_Image point grounding data_.
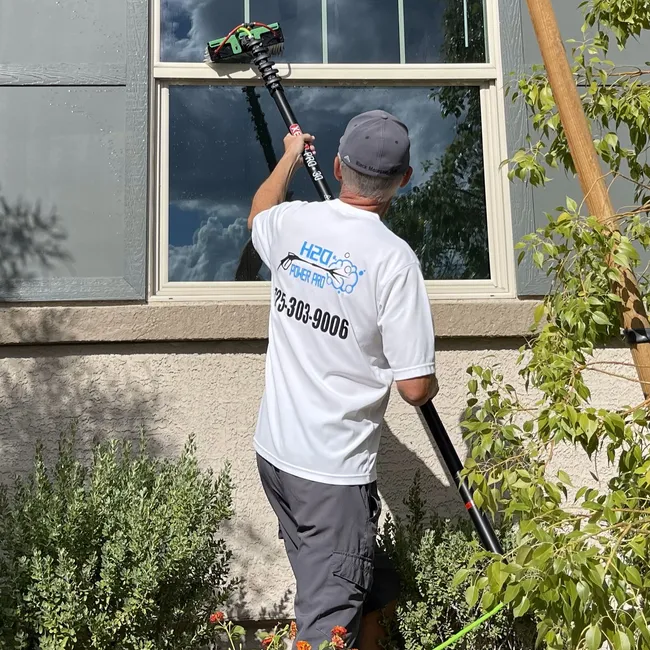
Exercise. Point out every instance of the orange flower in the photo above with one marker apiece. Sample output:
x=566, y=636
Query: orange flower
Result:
x=217, y=617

_Problem to work on_.
Note each line above that holds "orange", then copy all of them.

_Exercise answer_.
Exercise. Point out every instance of the orange flower in the photo above with one marker apiece. Sample output:
Query: orange flower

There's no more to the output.